> [EXERCISE PROMPT] Continue the source excerpt on Boeing's defense and space business, starting after its last sentence.

Boeing’s defence and space business is undergoing significant transformation. Annual revenue for Boeing Defence, Space and Security (BDS) has decreased by nearly 20% since 2015, adjusted for inflation. Yet, CEO Ted Colbert remains unfazed by this decline, even suggesting that further revenue reductions might be necessary to achieve sustainable growth.
“There is a possibility that the revenue could continue to shrink,” Colbert said in a July 9 interview. “But we want it to be healthy revenue. That is the most important thing in this industry, to have healthy revenue and support the mission of our customers.”
Colbert’s definition of “healthy revenue” emphasizes pursuing reliably profitable ventures over risky fixed-price contracts. Currently, fixed-price contracts represent 15% of BDS’s sales portfolio, resulting in $13.4 billion in losses since 2014. Transitioning to a healthier portfolio, however, poses significant challenges due to ongoing delays in several key programs.

Contour annotation listing
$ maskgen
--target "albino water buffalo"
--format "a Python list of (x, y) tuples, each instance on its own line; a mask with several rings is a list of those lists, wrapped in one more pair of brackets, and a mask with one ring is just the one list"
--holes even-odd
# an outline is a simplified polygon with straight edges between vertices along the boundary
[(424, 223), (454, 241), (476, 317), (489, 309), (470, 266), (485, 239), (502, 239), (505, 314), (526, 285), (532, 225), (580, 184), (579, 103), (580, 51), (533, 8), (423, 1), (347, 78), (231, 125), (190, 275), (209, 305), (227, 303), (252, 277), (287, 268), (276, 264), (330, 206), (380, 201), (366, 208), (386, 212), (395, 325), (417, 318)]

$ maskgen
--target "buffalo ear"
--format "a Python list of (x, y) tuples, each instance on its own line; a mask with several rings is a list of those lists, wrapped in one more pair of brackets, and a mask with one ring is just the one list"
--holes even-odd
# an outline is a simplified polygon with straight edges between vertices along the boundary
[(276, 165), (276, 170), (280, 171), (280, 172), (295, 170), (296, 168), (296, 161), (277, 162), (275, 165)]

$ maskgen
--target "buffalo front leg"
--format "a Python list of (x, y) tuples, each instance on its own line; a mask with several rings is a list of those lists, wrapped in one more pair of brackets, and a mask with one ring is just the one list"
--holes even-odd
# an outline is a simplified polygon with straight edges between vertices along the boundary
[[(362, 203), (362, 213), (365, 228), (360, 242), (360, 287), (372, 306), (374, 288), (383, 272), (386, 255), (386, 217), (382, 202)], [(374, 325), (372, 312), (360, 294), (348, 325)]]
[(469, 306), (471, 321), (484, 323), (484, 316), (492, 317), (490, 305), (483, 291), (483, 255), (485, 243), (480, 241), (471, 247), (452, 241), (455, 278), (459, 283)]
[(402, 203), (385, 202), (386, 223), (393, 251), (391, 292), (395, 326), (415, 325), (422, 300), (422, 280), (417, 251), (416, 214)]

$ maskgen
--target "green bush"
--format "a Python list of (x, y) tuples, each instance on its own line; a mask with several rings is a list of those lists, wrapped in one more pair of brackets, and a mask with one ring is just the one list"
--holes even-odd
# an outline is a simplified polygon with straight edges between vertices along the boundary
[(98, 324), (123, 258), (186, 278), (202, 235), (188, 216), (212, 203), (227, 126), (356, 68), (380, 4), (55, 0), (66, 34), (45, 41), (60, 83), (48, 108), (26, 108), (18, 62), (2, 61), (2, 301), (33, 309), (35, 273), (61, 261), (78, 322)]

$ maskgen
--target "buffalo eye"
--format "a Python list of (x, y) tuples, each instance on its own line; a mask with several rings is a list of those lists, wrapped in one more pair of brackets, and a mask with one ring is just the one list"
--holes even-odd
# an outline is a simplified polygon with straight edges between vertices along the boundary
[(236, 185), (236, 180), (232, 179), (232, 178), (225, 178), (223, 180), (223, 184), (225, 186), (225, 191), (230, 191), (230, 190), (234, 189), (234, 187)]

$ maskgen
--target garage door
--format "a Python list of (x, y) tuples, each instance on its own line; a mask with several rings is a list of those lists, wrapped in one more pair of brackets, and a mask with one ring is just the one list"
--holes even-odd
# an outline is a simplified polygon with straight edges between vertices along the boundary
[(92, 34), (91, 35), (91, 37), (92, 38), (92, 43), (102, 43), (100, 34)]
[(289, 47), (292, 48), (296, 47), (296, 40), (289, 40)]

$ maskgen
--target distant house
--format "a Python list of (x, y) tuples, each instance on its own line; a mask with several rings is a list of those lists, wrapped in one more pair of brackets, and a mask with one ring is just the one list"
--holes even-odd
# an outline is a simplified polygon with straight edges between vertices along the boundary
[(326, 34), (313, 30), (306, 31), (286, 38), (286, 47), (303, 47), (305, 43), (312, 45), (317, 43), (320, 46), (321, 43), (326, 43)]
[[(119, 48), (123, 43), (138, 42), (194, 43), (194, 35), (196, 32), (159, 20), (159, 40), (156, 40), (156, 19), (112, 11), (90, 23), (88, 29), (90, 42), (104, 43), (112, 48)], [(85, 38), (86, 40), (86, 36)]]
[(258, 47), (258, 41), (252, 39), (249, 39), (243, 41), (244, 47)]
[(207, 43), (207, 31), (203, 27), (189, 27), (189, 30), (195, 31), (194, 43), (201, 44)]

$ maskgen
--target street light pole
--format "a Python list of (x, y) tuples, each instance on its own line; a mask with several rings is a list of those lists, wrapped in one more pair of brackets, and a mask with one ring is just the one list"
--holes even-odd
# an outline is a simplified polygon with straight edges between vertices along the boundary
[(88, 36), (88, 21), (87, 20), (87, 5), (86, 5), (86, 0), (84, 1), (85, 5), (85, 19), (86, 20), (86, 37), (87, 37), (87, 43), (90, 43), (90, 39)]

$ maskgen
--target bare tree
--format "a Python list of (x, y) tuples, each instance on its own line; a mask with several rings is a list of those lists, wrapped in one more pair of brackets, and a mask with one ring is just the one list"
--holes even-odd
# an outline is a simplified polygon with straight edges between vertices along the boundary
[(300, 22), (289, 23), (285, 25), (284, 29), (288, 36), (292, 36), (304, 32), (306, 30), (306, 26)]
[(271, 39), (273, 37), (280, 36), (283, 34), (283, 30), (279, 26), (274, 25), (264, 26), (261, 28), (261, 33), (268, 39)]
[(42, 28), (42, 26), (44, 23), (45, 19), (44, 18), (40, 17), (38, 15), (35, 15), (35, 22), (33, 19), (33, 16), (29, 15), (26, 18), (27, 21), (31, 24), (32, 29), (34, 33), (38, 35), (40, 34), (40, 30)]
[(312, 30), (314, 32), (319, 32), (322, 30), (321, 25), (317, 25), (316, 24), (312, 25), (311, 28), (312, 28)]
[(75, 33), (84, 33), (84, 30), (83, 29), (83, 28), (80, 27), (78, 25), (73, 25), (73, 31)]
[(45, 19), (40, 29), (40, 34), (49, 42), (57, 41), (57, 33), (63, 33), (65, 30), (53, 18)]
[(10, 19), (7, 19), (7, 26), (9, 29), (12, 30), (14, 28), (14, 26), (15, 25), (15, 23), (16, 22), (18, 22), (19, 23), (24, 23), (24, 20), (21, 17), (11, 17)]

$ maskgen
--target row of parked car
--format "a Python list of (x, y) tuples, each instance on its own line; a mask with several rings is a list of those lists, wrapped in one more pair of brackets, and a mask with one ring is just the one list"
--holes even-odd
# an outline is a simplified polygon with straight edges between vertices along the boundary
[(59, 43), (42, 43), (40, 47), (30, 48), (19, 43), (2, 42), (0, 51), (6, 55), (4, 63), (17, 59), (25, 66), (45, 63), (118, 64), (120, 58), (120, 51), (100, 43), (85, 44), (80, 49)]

> [TASK ANSWER]
Challenges and Opportunities
BDS faces delays in three out of five fixed-price programs—MQ-25, T-7, and VC-25B—expected to extend developmental phases by 2-4 more years. Additionally, the KC-46 program struggles with issues related to its remote vision system and refueling boom. Meanwhile, NASA’s Starliner is under scrutiny for faulty thruster software as it prepares for its first crewed spaceflight to the International Space Station.
In the medium term, BDS aims to attract sales through new programs, such as the Orca, the potential first production extra-large uncrewed undersea vehicle for the U.S. Navy. Other opportunities include selling derivatives of existing programs, like a light attack version of the T-7 trainer or a reconnaissance-strike variant of the MQ-25.
Boeing is also heavily invested in the Next-Generation Air Dominance (NGAD) programs by the Air Force and Navy. The company has started constructing a $1.8 billion Advanced Combat Aircraft Facility in St. Louis to bolster its bid for these contracts, despite the uncertainty surrounding program funding.
“In order for us to be attractive to our customer, we’ve got to demonstrate the capacity and capability to deliver on their mission,” Colbert emphasized. However, budgetary pressures have led to proposed cuts in NGAD funding, posing further challenges for Boeing.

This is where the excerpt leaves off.